### Selected excerpt:

-=-=-

Theresa May has issued a desperate plea to Conservative MPs to unite and deliver on Brexit, urging her party to “move beyond what divides us” and sacrifice “personal preferences” for the national interest.
The British Prime Minister’s rallying cry follows another tumultuous week in Westminster which saw tensions in the party reach boiling point, with one minister accusing Eurosceptic colleagues of “treachery”.
Mrs May, in a letter to all 317 Conservative MPs after her Brexit plans suffered a humiliating Commons defeat on Valentine’s Day, said the result was “disappointing” but vowed that the British Government would continue its work to secure changes to the Irish border backstop.
She announced that she will return to Brussels for further talks with European Commission president Jean-Claude Juncker next week, and revealed plans to speak to the leaders of every EU member state over the coming days.
Meanwhile, the UK's Brexit Secretary Stephen Barclay will meet the EU’s chief negotiator Michel Barnier on Monday to discuss the proposals of the Alternative Arrangements Working Group of Tories, who have been seeking a compromise solution to avoid the need for backstop.
And British Attorney General Geoffrey Cox will set out what changes would be required to eliminate the legal risk of being indefinitely trapped in the controversial Irish backstop in a speech on Tuesday.
In an appeal for unity 41 days before Britain’s scheduled departure, she said as party leader she had sought to “steer a course that can unite all pragmatic points of view behind a clear and coherent policy” which honours the referendum and leaves the EU with a negotiated deal.
“History will judge us all for the parts we have played in this process. I believe that a country with our innate strengths, enviable resources, and enormous talent can face the future with confidence that our best days lie ahead. But we stand now at a crucial moment.

-=-=-

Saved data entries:
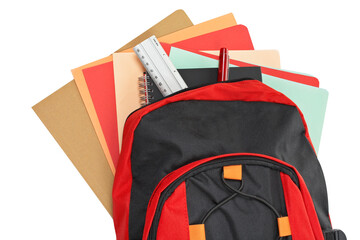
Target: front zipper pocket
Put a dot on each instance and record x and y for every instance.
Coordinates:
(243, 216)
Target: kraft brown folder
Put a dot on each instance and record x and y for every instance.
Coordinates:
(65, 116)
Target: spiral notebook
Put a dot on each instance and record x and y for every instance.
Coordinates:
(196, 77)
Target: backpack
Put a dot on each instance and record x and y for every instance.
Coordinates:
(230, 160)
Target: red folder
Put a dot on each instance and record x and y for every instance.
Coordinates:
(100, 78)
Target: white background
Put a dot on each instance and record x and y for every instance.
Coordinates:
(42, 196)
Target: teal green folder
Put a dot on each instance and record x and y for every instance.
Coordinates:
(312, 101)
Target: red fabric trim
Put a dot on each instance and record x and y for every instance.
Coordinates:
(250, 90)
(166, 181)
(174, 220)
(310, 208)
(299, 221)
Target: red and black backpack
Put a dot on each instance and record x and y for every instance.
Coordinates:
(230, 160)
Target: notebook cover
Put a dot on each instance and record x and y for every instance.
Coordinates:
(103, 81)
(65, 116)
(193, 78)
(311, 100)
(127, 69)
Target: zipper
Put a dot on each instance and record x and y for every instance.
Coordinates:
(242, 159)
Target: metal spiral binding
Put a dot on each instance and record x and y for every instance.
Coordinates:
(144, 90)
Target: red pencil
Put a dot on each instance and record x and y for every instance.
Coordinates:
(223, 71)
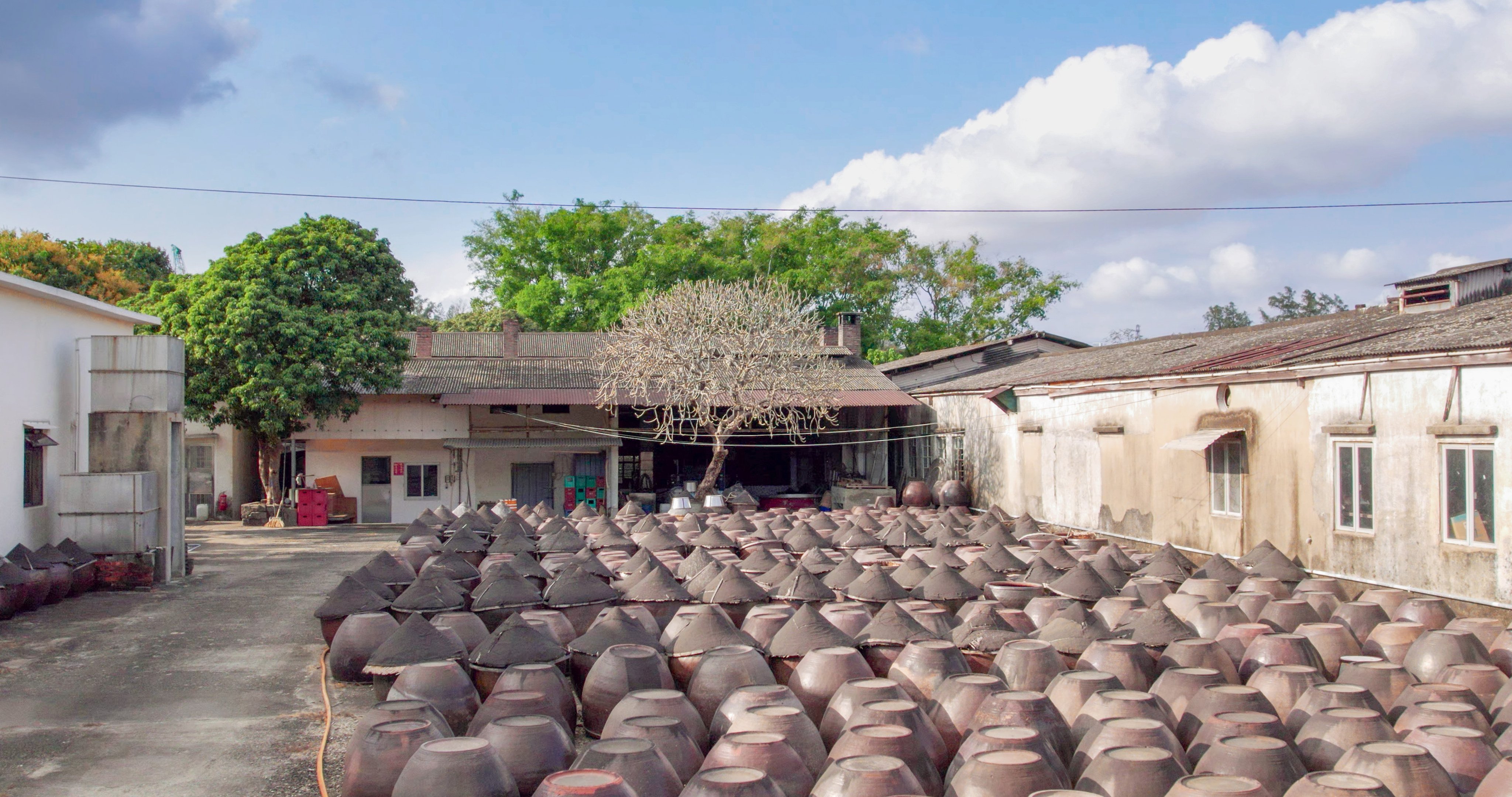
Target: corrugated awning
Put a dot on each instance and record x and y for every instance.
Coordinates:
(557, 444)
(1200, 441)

-=-=-

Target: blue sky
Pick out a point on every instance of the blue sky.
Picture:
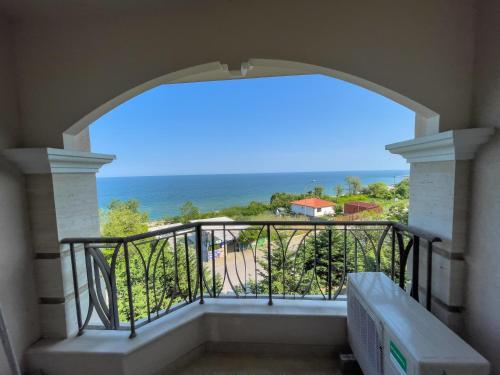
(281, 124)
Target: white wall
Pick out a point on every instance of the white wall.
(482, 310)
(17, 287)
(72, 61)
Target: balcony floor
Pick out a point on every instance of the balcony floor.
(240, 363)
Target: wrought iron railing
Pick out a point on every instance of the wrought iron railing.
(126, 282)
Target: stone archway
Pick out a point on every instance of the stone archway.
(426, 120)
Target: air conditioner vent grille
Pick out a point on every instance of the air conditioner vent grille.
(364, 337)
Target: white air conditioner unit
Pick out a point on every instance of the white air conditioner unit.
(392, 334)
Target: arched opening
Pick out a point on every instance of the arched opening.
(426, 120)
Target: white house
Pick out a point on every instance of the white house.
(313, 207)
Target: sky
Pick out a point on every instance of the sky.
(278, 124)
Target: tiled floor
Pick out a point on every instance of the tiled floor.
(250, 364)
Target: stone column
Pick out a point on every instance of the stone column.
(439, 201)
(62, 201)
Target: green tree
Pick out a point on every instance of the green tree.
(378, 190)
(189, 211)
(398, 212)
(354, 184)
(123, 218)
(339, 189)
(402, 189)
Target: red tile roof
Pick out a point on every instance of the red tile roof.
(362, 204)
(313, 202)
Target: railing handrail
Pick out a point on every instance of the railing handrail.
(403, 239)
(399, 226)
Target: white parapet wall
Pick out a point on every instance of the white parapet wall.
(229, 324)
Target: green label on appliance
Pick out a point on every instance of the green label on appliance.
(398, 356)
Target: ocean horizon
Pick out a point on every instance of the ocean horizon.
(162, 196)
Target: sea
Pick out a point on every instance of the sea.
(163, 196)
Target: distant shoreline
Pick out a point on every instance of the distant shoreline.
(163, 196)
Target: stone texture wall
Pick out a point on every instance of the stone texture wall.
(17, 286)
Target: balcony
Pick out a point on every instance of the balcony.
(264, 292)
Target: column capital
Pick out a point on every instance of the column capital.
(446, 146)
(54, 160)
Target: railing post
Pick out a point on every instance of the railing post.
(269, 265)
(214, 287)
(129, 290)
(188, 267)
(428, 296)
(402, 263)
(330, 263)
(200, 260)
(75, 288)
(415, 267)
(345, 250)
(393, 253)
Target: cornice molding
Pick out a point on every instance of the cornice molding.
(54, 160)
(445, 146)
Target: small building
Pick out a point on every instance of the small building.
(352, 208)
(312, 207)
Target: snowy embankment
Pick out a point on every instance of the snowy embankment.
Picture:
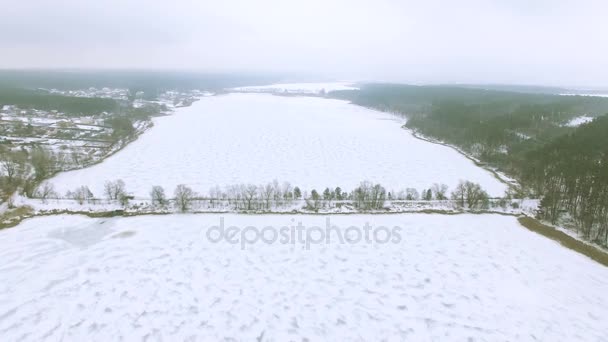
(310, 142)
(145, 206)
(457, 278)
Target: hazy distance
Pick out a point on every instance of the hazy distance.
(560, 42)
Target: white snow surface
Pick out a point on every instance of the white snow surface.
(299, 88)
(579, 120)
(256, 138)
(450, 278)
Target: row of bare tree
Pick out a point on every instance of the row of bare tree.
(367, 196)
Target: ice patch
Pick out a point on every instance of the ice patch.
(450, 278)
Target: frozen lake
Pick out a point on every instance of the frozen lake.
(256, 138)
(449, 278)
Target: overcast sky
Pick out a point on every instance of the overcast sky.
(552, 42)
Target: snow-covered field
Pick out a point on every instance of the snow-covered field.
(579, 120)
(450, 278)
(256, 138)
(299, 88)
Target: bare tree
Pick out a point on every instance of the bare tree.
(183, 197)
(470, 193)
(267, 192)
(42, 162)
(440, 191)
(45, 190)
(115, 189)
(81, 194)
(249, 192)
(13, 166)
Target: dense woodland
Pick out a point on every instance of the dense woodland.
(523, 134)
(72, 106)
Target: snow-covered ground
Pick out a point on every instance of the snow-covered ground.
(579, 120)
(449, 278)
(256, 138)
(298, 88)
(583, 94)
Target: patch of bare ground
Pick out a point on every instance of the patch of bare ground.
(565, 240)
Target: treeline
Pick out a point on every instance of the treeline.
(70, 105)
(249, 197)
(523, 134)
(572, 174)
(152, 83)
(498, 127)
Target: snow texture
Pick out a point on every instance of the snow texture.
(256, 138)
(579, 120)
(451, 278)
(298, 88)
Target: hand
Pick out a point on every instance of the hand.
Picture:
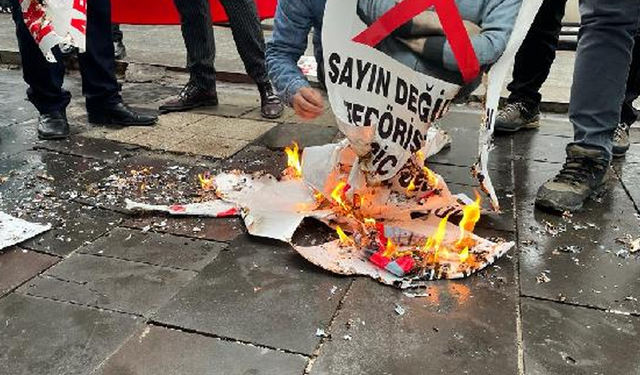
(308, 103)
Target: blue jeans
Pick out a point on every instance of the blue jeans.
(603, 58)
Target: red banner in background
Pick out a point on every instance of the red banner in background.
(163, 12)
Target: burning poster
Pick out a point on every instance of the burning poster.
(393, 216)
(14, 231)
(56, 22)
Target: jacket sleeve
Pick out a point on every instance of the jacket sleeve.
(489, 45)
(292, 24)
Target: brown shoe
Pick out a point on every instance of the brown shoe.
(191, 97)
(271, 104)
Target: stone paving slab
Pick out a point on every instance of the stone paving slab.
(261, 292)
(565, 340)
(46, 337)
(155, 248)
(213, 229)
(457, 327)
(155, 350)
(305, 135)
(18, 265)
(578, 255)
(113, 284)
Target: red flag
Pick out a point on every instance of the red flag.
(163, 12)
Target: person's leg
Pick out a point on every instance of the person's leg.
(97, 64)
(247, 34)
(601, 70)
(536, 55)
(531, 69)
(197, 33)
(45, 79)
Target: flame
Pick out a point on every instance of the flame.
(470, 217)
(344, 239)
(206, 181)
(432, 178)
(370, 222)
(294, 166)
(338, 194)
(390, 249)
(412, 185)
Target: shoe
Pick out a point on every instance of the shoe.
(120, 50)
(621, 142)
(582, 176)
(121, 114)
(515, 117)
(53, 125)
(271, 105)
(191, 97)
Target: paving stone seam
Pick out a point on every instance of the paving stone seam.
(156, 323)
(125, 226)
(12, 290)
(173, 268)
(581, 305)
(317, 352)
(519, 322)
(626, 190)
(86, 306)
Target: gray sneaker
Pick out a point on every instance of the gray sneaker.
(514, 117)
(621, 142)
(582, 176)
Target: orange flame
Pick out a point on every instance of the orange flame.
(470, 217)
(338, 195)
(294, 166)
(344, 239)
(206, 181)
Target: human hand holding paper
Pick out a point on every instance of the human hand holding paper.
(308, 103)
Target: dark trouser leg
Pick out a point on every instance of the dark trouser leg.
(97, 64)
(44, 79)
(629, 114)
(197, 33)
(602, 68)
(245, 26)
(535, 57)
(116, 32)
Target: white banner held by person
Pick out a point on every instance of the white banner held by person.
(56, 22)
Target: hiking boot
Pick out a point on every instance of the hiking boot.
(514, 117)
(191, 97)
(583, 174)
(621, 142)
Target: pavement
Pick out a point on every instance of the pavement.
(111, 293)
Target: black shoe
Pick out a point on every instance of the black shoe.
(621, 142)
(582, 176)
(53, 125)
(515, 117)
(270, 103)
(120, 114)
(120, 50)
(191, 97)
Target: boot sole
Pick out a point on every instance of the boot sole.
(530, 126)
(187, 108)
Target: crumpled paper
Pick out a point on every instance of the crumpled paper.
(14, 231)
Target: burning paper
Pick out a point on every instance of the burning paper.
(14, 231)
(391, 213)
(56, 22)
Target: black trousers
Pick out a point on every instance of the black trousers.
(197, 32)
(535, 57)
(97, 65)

-=-=-

### Actions to take:
(a) Answer these questions using the Brexit article, one answer per line, marked as the questions are:
(i) To how many Conservative MPs did Mrs May send her letter?
(ii) Whom will Stephen Barclay meet on Monday?
(iii) How many days before Britain's scheduled departure did she make her appeal for unity?
(b) Condense the paragraph of the Brexit article that begins "Meanwhile, the UK's Brexit Secretary" into a single shorter sentence that keeps its main facts.
(c) Carry on the Brexit article after its final sentence, keeping its reporting style.

### Answers to each task:
(a)
(i) 317
(ii) Michel Barnier, the EU's chief negotiator
(iii) 41 days

(b) On Monday, Brexit Secretary Stephen Barclay will meet EU chief negotiator Michel Barnier to discuss the Tory Alternative Arrangements Working Group's proposals for a compromise that would avoid the need for the backstop.

(c)
“I do not underestimate how deeply or how sincerely colleagues hold the views which they do on this important issue – or that we are all motivated by a common desire to do what is best for our country, even if we disagree on the means of doing so.
“But I believe that a failure to make the compromises necessary to reach and take through Parliament a Withdrawal Agreement which delivers on the result of the referendum will let down the people who sent us to represent them and risk the bright future that they all deserve.”
She reiterated that without a Withdrawal Agreement the UK risks a “combination forming in Parliament that will stop Brexit altogether, whatever the long-term consequences for trust in our democracy”.
It was confirmed last week that Labour will back a cross-party plan from backbencher Yvette Cooper – expected to go to a vote on February 27 – which would force the Government to conclude its deal by March 13 or allow MPs to vote on no-deal or a second referendum.
Mrs May also warned the UK could leave without a deal or an implementation period if Parliament fails to unite behind a plan.
“Instead, our party can do what it has done so often in the past: move beyond what divides us and come together behind what unites us; sacrifice if necessary our own personal preferences in the higher service of the national interest; and rise to the level of events in a way that restores the faith of the British people in our political process,” she said.
Meanwhile, The Sunday Times reported that former Brexit minister Steve Baker told colleagues Mrs May’s Brexit negotiations with Brussels were a “complete waste of time”.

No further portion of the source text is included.